(Task directions) Copy out every line from the one containing "is any eroded" down to the one containing "[25,247,76,276]", keeping both of those lines. Leave the pictures out of your answer.
start Input records
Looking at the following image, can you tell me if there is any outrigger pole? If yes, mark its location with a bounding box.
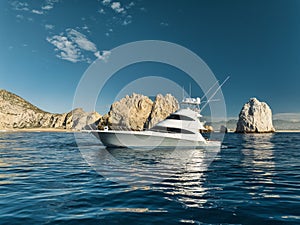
[200,76,230,112]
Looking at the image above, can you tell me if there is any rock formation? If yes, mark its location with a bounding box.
[64,108,101,130]
[102,93,153,130]
[236,98,275,133]
[220,125,228,133]
[99,94,179,130]
[146,94,179,128]
[0,90,100,129]
[0,90,179,130]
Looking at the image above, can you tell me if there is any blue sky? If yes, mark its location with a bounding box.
[0,0,300,117]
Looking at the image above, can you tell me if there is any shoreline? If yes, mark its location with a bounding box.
[0,128,78,133]
[0,128,300,133]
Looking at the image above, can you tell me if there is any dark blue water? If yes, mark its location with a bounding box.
[0,133,300,225]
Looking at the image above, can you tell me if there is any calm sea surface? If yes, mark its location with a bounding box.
[0,133,300,225]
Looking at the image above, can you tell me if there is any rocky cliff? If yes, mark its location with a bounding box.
[99,93,179,130]
[146,94,179,128]
[236,98,275,133]
[0,90,101,129]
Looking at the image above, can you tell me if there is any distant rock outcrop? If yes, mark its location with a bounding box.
[65,108,101,130]
[105,93,153,130]
[146,94,179,128]
[236,98,275,133]
[220,125,228,133]
[99,93,179,130]
[0,90,100,129]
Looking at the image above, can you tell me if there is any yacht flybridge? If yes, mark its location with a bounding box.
[90,98,221,148]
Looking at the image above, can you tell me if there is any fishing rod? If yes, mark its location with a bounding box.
[200,76,230,112]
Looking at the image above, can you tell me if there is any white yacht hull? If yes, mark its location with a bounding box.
[91,130,221,148]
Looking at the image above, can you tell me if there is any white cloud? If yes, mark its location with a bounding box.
[110,2,125,13]
[46,29,110,63]
[11,1,29,11]
[31,9,44,15]
[67,29,97,52]
[45,24,55,30]
[159,22,169,27]
[122,15,132,26]
[95,50,111,62]
[42,5,53,10]
[47,35,81,63]
[126,2,135,9]
[102,0,111,5]
[98,8,105,14]
[16,14,24,20]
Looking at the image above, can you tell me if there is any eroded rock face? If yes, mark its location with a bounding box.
[107,93,153,130]
[0,90,64,129]
[146,94,179,128]
[99,94,179,130]
[236,98,275,133]
[70,108,101,130]
[0,90,101,130]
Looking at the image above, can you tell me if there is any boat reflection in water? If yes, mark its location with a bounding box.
[242,134,280,198]
[81,139,220,207]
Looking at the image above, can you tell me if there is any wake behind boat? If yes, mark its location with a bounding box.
[89,98,221,148]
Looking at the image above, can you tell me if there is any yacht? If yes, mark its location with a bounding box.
[89,98,221,149]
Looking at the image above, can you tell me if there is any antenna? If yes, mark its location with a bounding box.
[200,76,230,111]
[200,80,219,101]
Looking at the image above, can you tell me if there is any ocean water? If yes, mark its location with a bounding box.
[0,133,300,225]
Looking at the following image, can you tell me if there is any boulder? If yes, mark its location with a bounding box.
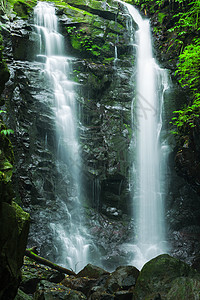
[77,264,109,278]
[105,266,140,294]
[34,280,87,300]
[167,277,200,300]
[0,202,29,300]
[133,254,200,300]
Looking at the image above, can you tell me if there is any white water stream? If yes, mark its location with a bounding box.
[124,4,168,269]
[34,2,90,272]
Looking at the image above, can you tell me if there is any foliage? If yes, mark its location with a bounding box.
[176,38,200,93]
[0,110,14,136]
[171,93,200,135]
[168,0,200,135]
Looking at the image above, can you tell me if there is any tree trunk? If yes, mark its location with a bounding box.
[25,247,76,276]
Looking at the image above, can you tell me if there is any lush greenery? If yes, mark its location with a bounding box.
[170,0,200,135]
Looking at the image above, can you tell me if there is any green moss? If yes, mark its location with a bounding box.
[13,0,36,18]
[12,201,30,234]
[158,12,166,24]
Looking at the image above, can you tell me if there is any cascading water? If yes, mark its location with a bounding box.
[124,4,168,268]
[34,2,90,271]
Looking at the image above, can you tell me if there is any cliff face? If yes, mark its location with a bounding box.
[3,1,200,268]
[0,31,29,300]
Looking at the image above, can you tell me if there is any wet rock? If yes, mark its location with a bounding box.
[88,291,115,300]
[77,264,109,278]
[0,202,29,299]
[14,289,33,300]
[115,291,133,300]
[133,254,200,300]
[34,280,87,300]
[61,277,96,296]
[166,277,200,300]
[105,266,139,294]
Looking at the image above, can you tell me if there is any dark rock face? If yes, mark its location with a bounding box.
[15,255,200,300]
[1,0,134,270]
[133,254,200,300]
[1,1,200,276]
[0,29,30,300]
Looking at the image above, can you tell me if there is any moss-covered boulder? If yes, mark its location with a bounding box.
[0,202,29,300]
[167,277,200,300]
[133,254,200,300]
[13,0,37,18]
[0,34,10,95]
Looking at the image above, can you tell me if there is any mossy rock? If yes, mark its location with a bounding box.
[13,0,37,19]
[77,264,109,278]
[0,34,10,95]
[0,202,30,299]
[167,277,200,300]
[133,254,200,300]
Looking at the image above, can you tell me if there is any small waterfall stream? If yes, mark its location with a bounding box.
[124,4,168,269]
[34,2,90,272]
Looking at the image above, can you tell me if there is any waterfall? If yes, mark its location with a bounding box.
[34,2,90,272]
[124,4,168,268]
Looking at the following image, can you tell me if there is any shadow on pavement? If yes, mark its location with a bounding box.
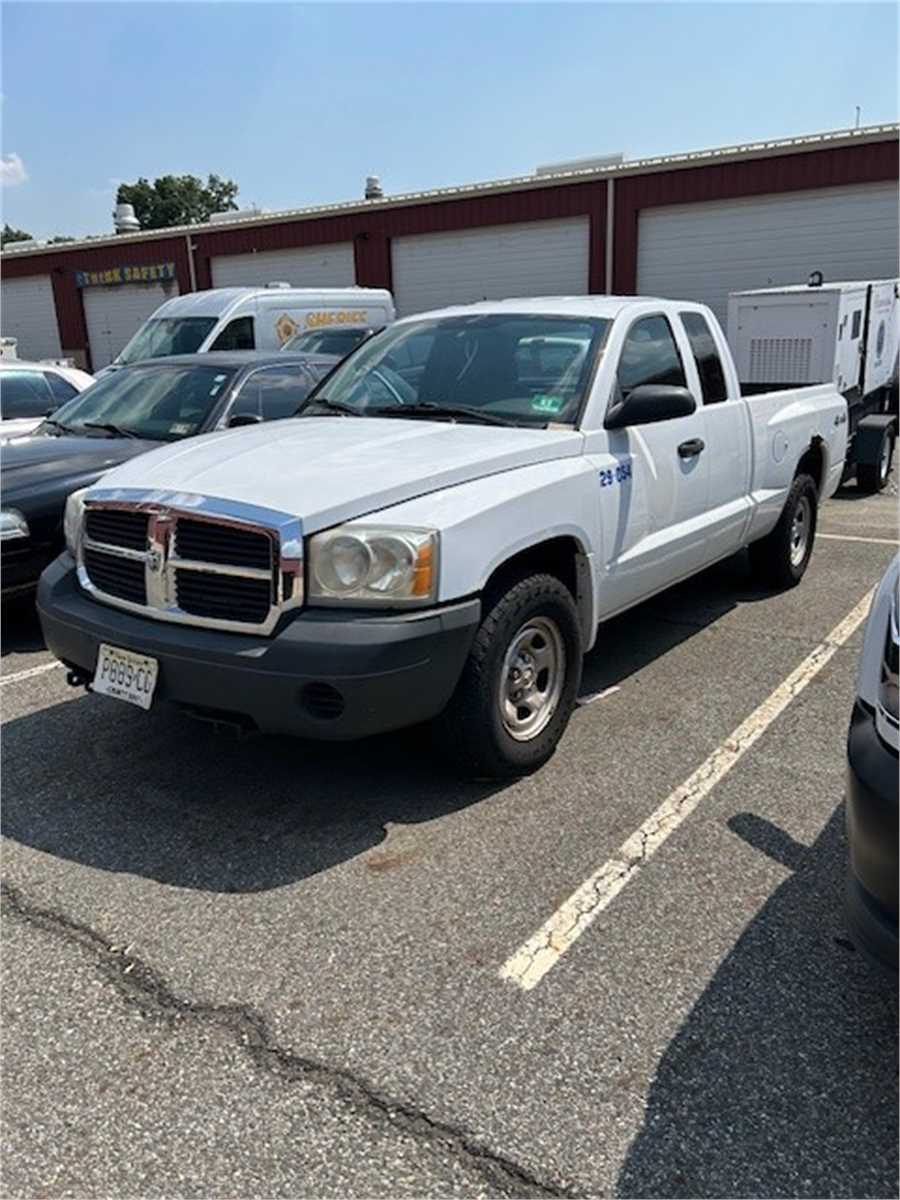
[616,806,898,1198]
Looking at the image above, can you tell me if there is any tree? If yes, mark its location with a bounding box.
[115,175,238,229]
[0,224,31,246]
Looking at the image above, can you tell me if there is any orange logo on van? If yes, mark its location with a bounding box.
[306,308,366,329]
[275,312,296,346]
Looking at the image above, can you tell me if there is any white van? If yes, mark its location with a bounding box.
[101,283,396,373]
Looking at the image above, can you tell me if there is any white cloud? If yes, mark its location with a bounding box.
[0,154,28,187]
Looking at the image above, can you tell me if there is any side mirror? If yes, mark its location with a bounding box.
[226,413,263,430]
[604,383,697,430]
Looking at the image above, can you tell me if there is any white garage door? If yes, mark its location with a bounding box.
[211,241,356,288]
[391,217,589,316]
[82,280,178,371]
[0,275,62,359]
[637,184,898,322]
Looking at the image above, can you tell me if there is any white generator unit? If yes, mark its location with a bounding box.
[728,271,900,491]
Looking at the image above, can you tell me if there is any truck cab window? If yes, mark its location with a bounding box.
[679,312,728,404]
[617,317,688,396]
[228,365,316,421]
[210,317,256,350]
[43,371,78,404]
[0,371,56,421]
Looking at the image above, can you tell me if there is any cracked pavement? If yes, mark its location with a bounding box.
[1,480,898,1198]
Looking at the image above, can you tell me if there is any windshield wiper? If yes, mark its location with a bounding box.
[43,416,76,433]
[296,396,365,416]
[82,421,140,438]
[366,400,518,425]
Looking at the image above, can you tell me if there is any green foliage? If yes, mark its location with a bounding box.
[115,175,238,229]
[0,224,31,245]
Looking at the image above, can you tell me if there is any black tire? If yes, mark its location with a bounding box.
[750,475,818,588]
[434,575,582,779]
[857,428,894,496]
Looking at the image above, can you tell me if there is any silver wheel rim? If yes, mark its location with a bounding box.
[791,496,812,566]
[881,438,893,479]
[499,617,565,742]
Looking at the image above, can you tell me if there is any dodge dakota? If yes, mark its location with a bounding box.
[38,296,847,778]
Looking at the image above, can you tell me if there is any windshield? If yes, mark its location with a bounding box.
[282,329,371,354]
[306,313,610,426]
[115,317,218,364]
[42,364,236,442]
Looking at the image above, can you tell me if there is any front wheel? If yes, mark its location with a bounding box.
[436,575,582,779]
[750,475,818,588]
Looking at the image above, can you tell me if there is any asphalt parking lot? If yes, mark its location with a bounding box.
[0,484,898,1196]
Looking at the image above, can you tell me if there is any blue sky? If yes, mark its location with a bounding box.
[2,2,898,238]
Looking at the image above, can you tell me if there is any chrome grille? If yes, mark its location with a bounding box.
[84,547,146,604]
[175,568,272,625]
[78,488,304,634]
[84,509,150,550]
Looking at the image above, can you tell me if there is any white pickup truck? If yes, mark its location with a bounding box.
[38,296,847,776]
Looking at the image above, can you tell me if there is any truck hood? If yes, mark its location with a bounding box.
[93,416,583,533]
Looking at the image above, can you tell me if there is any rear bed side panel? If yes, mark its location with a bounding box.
[748,384,847,541]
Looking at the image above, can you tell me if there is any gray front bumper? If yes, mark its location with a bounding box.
[37,553,481,739]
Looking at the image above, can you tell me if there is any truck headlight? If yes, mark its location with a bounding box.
[0,509,28,541]
[310,524,438,607]
[62,487,88,558]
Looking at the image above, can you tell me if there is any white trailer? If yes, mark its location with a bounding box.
[728,271,900,492]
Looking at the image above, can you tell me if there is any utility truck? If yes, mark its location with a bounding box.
[728,271,900,492]
[38,296,847,776]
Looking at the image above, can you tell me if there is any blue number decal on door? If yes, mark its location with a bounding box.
[598,458,631,487]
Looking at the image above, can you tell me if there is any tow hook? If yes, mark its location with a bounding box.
[66,668,94,691]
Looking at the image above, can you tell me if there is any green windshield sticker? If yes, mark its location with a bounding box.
[532,392,564,413]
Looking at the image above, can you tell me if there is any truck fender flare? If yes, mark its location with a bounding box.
[853,413,896,464]
[478,527,598,652]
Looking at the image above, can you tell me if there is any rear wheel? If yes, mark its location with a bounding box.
[750,475,818,588]
[436,575,582,779]
[857,428,894,493]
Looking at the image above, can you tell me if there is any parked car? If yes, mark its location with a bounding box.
[0,354,337,598]
[38,296,847,776]
[98,283,395,374]
[0,359,94,439]
[282,325,380,359]
[846,556,900,971]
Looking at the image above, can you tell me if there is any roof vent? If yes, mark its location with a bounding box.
[4,238,43,254]
[209,208,265,224]
[113,204,140,233]
[534,151,625,175]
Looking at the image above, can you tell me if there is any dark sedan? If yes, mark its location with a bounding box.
[0,352,338,599]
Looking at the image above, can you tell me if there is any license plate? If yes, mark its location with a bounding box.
[92,644,160,708]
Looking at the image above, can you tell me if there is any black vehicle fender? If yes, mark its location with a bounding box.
[852,413,896,463]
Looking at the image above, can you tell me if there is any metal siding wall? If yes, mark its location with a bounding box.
[210,241,356,288]
[637,184,900,323]
[2,137,898,350]
[391,217,590,316]
[82,280,179,371]
[0,275,62,359]
[613,138,900,295]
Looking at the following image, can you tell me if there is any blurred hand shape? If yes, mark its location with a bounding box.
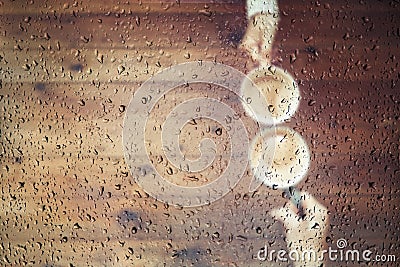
[239,13,279,65]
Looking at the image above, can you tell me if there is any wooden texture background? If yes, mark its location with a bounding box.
[0,0,400,266]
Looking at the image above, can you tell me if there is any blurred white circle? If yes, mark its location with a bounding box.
[241,66,300,125]
[249,126,310,189]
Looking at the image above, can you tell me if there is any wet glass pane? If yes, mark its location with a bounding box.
[0,0,400,266]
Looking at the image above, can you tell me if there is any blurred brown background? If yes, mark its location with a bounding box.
[0,0,400,266]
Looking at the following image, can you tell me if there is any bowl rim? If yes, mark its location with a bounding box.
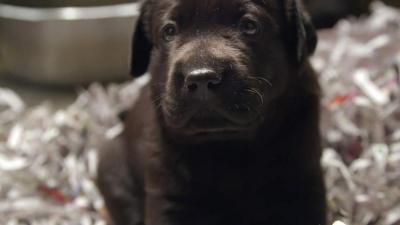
[0,2,141,22]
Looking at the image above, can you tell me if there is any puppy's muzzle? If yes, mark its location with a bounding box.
[184,68,222,101]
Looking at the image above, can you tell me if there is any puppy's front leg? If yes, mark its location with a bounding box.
[145,195,220,225]
[97,140,144,225]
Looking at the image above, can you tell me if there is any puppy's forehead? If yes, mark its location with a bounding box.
[162,0,278,19]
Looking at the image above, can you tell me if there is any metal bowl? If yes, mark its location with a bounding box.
[0,3,140,84]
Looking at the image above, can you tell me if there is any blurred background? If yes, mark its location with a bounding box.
[0,0,400,225]
[0,0,400,106]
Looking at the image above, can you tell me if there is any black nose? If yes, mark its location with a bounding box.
[185,68,222,100]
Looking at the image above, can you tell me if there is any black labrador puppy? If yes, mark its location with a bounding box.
[98,0,326,225]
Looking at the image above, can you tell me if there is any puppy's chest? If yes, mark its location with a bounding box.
[182,158,280,201]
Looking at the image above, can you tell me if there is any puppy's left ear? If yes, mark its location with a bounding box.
[131,1,153,77]
[285,0,318,65]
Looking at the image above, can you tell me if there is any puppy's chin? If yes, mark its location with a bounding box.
[163,104,255,141]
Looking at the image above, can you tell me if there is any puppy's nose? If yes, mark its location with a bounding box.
[185,68,222,100]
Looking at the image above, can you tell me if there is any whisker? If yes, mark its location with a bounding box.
[254,77,272,87]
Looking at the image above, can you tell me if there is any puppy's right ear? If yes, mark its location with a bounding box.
[131,1,153,77]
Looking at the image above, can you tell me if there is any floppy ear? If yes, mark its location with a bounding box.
[131,1,153,77]
[286,0,318,65]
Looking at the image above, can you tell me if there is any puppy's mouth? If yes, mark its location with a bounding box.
[161,103,255,136]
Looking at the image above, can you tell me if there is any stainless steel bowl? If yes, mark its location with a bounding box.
[0,3,139,84]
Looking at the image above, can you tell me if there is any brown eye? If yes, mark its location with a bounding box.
[239,19,260,35]
[162,23,178,42]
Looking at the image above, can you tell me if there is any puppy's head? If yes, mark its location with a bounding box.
[132,0,316,139]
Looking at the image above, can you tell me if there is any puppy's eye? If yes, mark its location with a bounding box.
[162,23,178,42]
[239,18,260,35]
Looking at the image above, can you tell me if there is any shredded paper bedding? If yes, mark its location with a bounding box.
[0,3,400,225]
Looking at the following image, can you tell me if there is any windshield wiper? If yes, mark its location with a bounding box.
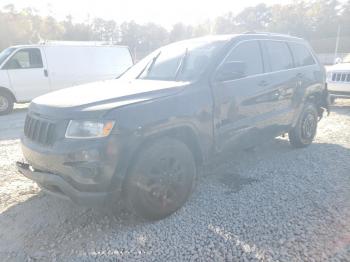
[175,48,188,81]
[136,51,162,78]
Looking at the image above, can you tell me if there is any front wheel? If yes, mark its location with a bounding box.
[288,103,318,148]
[0,91,14,115]
[124,138,196,219]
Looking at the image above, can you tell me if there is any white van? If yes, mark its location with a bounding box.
[0,42,133,115]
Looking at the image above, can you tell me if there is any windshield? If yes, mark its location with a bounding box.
[121,39,226,81]
[0,48,16,65]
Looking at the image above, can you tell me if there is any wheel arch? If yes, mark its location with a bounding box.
[304,89,329,119]
[132,126,203,165]
[0,86,17,103]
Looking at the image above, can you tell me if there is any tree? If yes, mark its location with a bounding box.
[234,4,272,31]
[169,23,193,42]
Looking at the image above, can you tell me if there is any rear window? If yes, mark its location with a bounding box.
[263,41,293,72]
[288,43,316,67]
[227,41,264,76]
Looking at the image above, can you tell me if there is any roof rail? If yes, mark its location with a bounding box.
[39,40,117,46]
[243,31,299,38]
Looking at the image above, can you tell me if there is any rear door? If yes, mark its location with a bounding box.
[4,48,50,102]
[213,40,277,150]
[261,40,298,126]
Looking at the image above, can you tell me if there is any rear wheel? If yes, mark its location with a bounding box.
[288,104,318,148]
[125,138,196,219]
[0,92,14,115]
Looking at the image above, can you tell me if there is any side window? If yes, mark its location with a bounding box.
[263,41,293,72]
[226,41,264,76]
[5,48,43,69]
[288,43,316,67]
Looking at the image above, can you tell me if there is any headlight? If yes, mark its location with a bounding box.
[327,72,332,81]
[66,120,114,138]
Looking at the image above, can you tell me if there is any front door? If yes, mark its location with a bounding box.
[4,48,50,102]
[212,40,279,151]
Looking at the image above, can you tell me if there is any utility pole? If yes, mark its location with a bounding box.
[334,25,340,61]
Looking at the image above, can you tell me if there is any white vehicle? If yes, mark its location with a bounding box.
[327,55,350,101]
[0,42,133,115]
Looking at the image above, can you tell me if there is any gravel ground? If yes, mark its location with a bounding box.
[0,100,350,261]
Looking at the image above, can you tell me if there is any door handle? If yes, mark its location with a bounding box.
[297,73,304,78]
[258,80,269,86]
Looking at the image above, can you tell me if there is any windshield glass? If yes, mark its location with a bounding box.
[121,39,226,81]
[0,48,16,65]
[343,55,350,63]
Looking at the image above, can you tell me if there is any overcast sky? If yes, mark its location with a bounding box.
[0,0,291,28]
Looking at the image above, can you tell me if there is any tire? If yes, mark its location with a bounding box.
[0,92,14,115]
[330,96,335,105]
[288,103,318,148]
[124,138,197,220]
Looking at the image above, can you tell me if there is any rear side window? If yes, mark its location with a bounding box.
[227,41,264,76]
[5,48,43,69]
[263,41,293,72]
[288,43,316,67]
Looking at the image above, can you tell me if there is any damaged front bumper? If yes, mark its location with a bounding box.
[16,162,109,206]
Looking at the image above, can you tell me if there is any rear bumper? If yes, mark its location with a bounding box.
[329,91,350,98]
[16,162,109,206]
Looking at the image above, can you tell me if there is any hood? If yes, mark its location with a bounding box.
[327,63,350,72]
[30,79,188,115]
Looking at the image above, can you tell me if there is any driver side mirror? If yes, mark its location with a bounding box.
[216,61,246,81]
[3,58,22,69]
[334,57,343,64]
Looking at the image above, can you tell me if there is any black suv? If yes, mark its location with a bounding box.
[17,33,328,219]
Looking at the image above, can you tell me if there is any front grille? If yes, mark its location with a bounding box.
[332,72,350,82]
[24,115,56,145]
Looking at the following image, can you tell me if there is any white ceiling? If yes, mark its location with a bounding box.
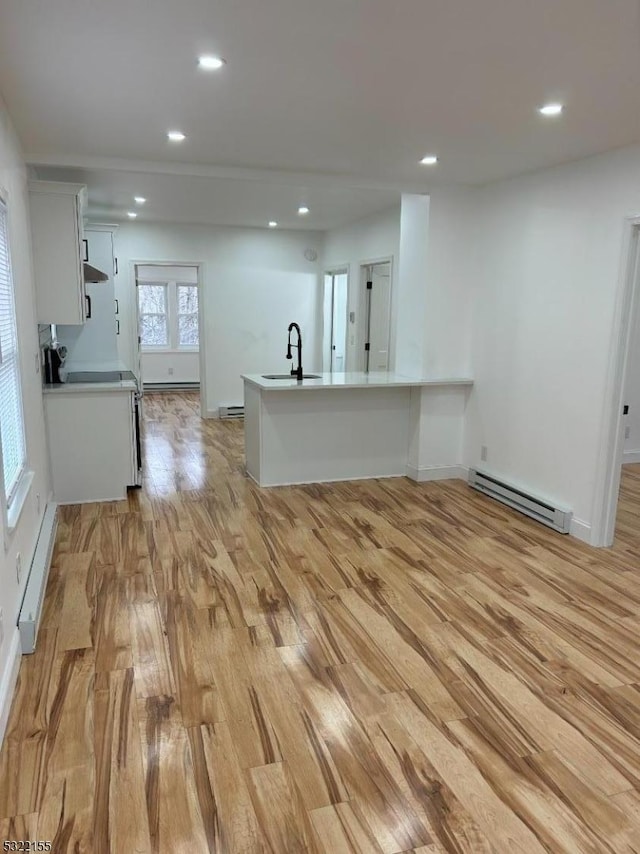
[34,166,400,231]
[0,0,640,228]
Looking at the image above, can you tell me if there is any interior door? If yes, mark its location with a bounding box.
[331,272,347,373]
[364,261,391,371]
[322,270,348,372]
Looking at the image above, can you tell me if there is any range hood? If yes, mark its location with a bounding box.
[82,261,109,282]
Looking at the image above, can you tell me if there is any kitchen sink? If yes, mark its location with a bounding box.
[262,374,322,380]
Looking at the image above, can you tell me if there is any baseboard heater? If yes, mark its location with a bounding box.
[142,382,200,391]
[218,404,244,418]
[18,502,58,655]
[469,469,573,534]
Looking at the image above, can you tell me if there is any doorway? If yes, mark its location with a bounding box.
[322,268,349,373]
[360,260,391,372]
[591,217,640,546]
[135,263,202,406]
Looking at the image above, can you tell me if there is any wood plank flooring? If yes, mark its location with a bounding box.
[0,394,640,854]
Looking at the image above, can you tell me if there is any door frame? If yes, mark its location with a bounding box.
[129,259,208,418]
[591,214,640,546]
[322,264,351,369]
[356,255,395,371]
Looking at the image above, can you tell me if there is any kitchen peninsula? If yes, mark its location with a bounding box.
[243,372,473,486]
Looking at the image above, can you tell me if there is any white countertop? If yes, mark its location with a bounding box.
[42,380,137,394]
[242,371,473,391]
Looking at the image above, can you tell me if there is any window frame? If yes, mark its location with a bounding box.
[136,279,200,354]
[174,281,200,353]
[136,281,171,353]
[0,186,29,550]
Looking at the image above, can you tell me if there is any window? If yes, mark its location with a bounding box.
[0,198,26,507]
[138,282,199,350]
[178,285,198,347]
[138,283,169,347]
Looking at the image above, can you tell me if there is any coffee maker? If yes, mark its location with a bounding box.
[44,344,67,384]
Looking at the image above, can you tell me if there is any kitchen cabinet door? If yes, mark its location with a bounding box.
[29,181,87,324]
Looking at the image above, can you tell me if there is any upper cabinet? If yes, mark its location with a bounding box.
[29,181,90,324]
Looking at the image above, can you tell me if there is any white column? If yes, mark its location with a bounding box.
end Input records
(Correct output)
Looking at the image above, can you tell me if there is any eroded rock face? If yes, mark its location with a bounding box.
[107,93,153,130]
[0,90,64,129]
[146,94,179,128]
[99,94,179,130]
[236,98,275,133]
[70,108,101,130]
[0,90,101,130]
Looking at the image above, can you tell me if there is any boat reflection in water? If yes, mark its location with a bounding box.
[242,134,280,198]
[81,139,220,207]
Looking at the image above, can you tell me if there is any wake behind boat? If yes, mark its location with a bounding box.
[89,98,221,148]
Looking at the image above, can you tell me if there is any yacht? If yes, mark its location with a bounding box.
[89,98,221,149]
Looking at the image above, can you tell me if there is any antenna? If yes, mark its location with a bounding box.
[200,76,230,111]
[200,80,219,101]
Looking at the image above, can you tell me if there is any ocean water? If yes, mark its location with a bounding box.
[0,133,300,225]
Looking at the following image, can you tell me if there is any boulder? If yes, mark its location with a bounding box.
[77,264,109,278]
[105,266,140,294]
[34,280,87,300]
[167,277,200,300]
[0,202,29,300]
[133,254,200,300]
Looking at the image above, can you tell me if there is any white water stream? If yes, mark its location with a bounding box.
[124,4,168,269]
[34,2,90,272]
Looking at the image above, can you tell me if there is any foliage? If yes, mark its location with a bounding box.
[176,38,200,93]
[0,110,14,136]
[171,93,200,135]
[168,0,200,135]
Looking at the image above, can you tell me if there is any tree trunk? If yes, mark its location with a bounding box.
[25,247,76,276]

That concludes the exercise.